* [Input for this task]:
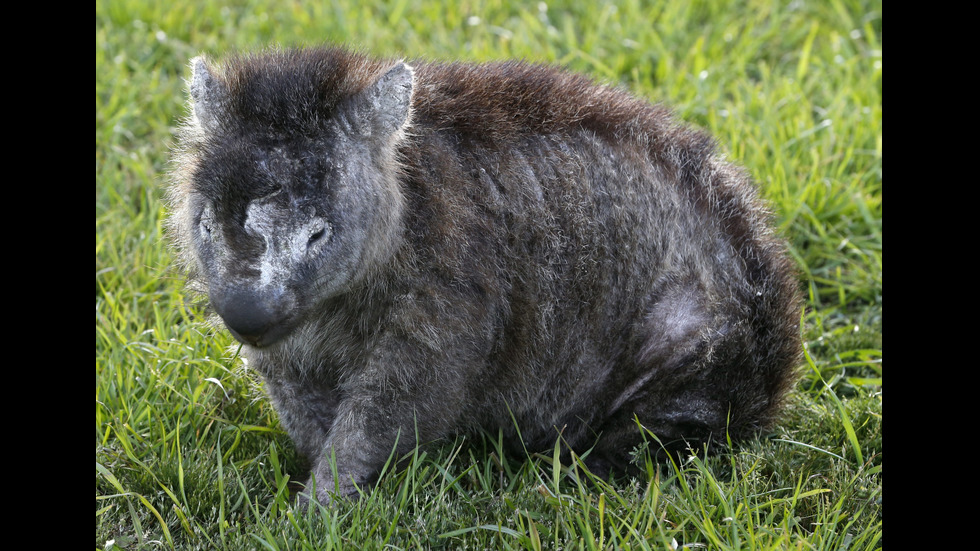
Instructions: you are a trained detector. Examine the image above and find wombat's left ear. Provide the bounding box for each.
[190,56,228,131]
[351,62,415,138]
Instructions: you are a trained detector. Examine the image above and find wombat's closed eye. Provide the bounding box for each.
[170,48,800,502]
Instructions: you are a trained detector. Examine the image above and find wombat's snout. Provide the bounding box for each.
[211,289,292,348]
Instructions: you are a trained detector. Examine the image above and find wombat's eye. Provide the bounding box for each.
[307,226,327,245]
[200,209,214,239]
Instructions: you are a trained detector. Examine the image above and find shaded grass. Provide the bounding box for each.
[96,0,882,549]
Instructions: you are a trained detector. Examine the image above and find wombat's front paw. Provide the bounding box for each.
[296,476,358,509]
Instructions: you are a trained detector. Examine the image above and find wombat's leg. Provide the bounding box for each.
[594,277,761,471]
[304,301,489,503]
[264,373,340,468]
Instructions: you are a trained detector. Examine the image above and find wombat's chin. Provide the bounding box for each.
[224,316,294,348]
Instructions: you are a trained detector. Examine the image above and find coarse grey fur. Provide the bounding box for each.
[169,48,801,502]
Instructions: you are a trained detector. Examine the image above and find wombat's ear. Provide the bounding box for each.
[351,62,415,138]
[190,56,228,131]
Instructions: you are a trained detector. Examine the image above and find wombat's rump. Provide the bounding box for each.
[170,48,800,502]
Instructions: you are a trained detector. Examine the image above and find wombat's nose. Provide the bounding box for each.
[211,291,289,347]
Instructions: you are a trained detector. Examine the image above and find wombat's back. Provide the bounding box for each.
[394,62,801,458]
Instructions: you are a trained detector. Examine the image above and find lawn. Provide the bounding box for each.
[95,0,882,549]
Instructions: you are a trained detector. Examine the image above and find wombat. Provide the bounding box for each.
[169,47,801,503]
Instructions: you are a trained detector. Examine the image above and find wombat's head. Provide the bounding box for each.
[171,52,414,347]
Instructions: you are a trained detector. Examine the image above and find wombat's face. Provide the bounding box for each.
[185,57,411,347]
[190,138,364,346]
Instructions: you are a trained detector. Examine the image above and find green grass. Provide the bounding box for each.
[95,0,882,549]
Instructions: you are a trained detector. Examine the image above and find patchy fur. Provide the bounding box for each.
[170,48,801,502]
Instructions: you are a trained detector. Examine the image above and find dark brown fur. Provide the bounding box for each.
[171,48,801,501]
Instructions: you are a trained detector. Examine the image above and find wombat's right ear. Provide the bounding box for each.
[351,62,415,139]
[190,56,228,131]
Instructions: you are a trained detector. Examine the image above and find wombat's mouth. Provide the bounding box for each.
[225,322,292,348]
[211,292,296,348]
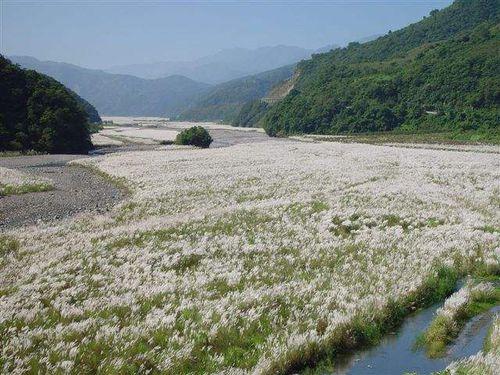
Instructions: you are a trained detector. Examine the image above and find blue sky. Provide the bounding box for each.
[0,0,452,68]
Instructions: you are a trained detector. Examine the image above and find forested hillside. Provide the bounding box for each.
[12,56,210,117]
[181,65,294,122]
[263,0,500,140]
[0,55,93,153]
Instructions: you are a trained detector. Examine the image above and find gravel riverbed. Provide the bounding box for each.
[0,155,124,231]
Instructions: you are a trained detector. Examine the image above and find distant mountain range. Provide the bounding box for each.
[106,45,338,84]
[10,56,210,117]
[180,64,295,123]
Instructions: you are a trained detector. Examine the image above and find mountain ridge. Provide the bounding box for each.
[11,56,210,117]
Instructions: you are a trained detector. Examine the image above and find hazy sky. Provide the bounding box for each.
[0,0,452,68]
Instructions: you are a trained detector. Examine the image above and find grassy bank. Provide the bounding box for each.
[302,132,500,145]
[418,277,500,358]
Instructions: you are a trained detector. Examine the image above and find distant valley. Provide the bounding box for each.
[106,45,338,84]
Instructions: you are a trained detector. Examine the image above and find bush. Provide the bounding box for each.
[175,126,213,148]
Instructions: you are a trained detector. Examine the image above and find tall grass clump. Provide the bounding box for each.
[175,126,213,148]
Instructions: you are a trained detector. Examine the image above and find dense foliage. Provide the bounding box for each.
[175,126,213,148]
[232,99,269,127]
[0,56,92,153]
[71,91,102,125]
[13,56,211,116]
[180,65,294,123]
[263,0,500,135]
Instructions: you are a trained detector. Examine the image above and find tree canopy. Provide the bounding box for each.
[262,0,500,139]
[0,56,92,153]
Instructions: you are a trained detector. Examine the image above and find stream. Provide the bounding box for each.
[308,304,500,375]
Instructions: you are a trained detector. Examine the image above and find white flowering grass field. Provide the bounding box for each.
[0,167,53,197]
[0,141,500,374]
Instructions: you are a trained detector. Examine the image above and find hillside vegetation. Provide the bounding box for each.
[13,56,210,117]
[262,0,500,139]
[0,55,94,153]
[180,65,294,123]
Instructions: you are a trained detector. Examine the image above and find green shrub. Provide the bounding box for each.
[175,126,213,148]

* [Aim]: Will you restate every entry word for word and omit the images?

* [Solution to this exercise]:
Instructions: you are a trained detector. Examine the image above and find wombat's left ear. Provide the bounding box for each.
[190,56,228,131]
[351,62,415,138]
Instructions: you are a trained detector. Examine the image above and find wombat's closed eye. Provide the bounding box for each.
[170,48,800,502]
Instructions: you are a trained detector. Examine the image above and find wombat's snout. Provide the bounding box for each.
[211,289,292,348]
Instructions: you are a trained detector. Examine the image above and find wombat's eye. Provide the bounding box for each.
[307,226,327,245]
[200,209,214,239]
Instructions: you are a trained detector. Examine the image above and find shaded grass. Provide the bounding box for each.
[96,0,882,549]
Instructions: you are a trained detector. Examine the image above and find wombat's front paw. Provide the bounding box for each.
[296,476,358,509]
Instructions: you are a trained detector. Examine the image above and find wombat's leg. Provide the bounding box for each.
[594,277,761,471]
[304,301,489,503]
[264,373,340,468]
Instructions: you are a trained detector. Examine the image above and find wombat's chin. Provide the bounding box for each.
[224,316,294,348]
Instructions: you are a trained detector. Examine the image above and find coarse grey fur. Provide the bounding box for each.
[169,48,801,502]
Instructions: you are a trained detector. Examine the image above and find wombat's ear. Provide the bounding box for each.
[351,62,415,138]
[190,56,228,131]
Instructions: you are a trained detector. Examine the image above and find wombat's rump. Provide the bounding box for each.
[170,48,800,502]
Instructions: you are a trained detector. Examine the image above and find wombat's nose. Provide the bounding box for each.
[211,291,289,347]
Instructions: you are a trained detector. Examine the image above and find wombat's back. Provide the bounding box for each.
[394,62,801,458]
Instructions: you are a trained detector. Examine the image above and find lawn. Provide the bounding box for each.
[95,0,882,549]
Instructions: you are a trained detector. Examine the image above and find wombat. Provide the bounding box for each.
[169,47,801,503]
Instructions: you are a trained detector. Examine the image above and find wombat's head. Provide the bounding box for each.
[171,52,414,347]
Instructions: you are a trained detector. Examine the image above and find wombat's face. Provide the bounding box for each.
[185,57,411,347]
[190,138,364,346]
Instructions: you are a trained detector. Examine the image above and find green grass. Provide the bounding box for each.
[95,0,882,549]
Instructions: you are a trained detector. Examine the image above and find patchy fur. Provide the bounding box for each.
[170,48,801,502]
Instructions: you are a trained detector. Examine the image above and find dark brown fur. Provide the bounding box for each.
[171,48,801,501]
Instructions: you are a trained detector. Examine the image above and find wombat's right ear. Provide the bounding box for each.
[351,62,415,139]
[190,56,228,131]
Instructions: you are a trained detector. Examine the image above and find wombat's mouth. Provide the bounding box for each.
[225,322,292,348]
[211,292,296,348]
Instructions: you are a trained detector. Examine the image above and find blue sky. Provide the bounding box for each.
[0,0,452,68]
Instructions: you are a trained detector. Examine the image above and find forested hillside. Provide the bounding box for each.
[12,56,210,117]
[181,65,294,122]
[263,0,500,140]
[0,55,93,153]
Instructions: you are a trained detector. Examine the image above and find gravel riverbed. Provide the bounding box for each.
[0,155,124,231]
Instructions: you are a trained detector. Examine the image above and find distant mountain range. Provide the bounding box for each.
[106,45,338,84]
[10,56,210,117]
[180,64,295,123]
Instructions: you are a trained detector. Examine the image above and find mountain ridge. Provide the bounding box for each.
[11,56,210,117]
Instructions: you are a trained detector. Examine the image above and find hazy sky. Provide the bounding box for each.
[0,0,452,68]
Instructions: you are a trained detector. Examine the image above and find grassy bank. Provide the bounding box for each.
[302,132,500,145]
[418,277,500,358]
Instructions: you are a trained detector. Examine the image above and find distant valley. Provide the bounding box for each.
[106,45,338,84]
Instructions: you are a trained detector. Examine the image above and find bush. Provide the bounding box for each.
[175,126,213,148]
Instructions: you are a trained detector. Examine the image above and find tall grass clump. Provide the bounding box for each.
[175,126,213,148]
Instructions: you are a trained detector. Examine the image above and find dense foliage. Provide the bounding box for each.
[175,126,213,148]
[232,99,269,127]
[0,56,92,153]
[71,91,102,125]
[13,56,211,116]
[180,65,294,123]
[263,0,500,135]
Instructions: you are a trained detector. Examine the image above and find tree canopy. Provide the bounding box for each.
[262,0,500,139]
[0,56,92,153]
Instructions: you are a trained detector. Examine the image above and find stream. Provide the bounding box for each.
[308,304,500,375]
Instructions: you are a trained detector. Examine the image above and find white flowering grass field. Provide the bounding box for each.
[0,167,53,197]
[0,141,500,374]
Instructions: you are a trained detector. Examine the image above and find hillside vegetation. Provide the bounding box for each.
[13,56,210,117]
[262,0,500,139]
[0,55,94,153]
[180,65,294,123]
Instructions: you are a trained detector. Examine the image above and find green shrub. Provide the bounding box for each.
[175,126,213,148]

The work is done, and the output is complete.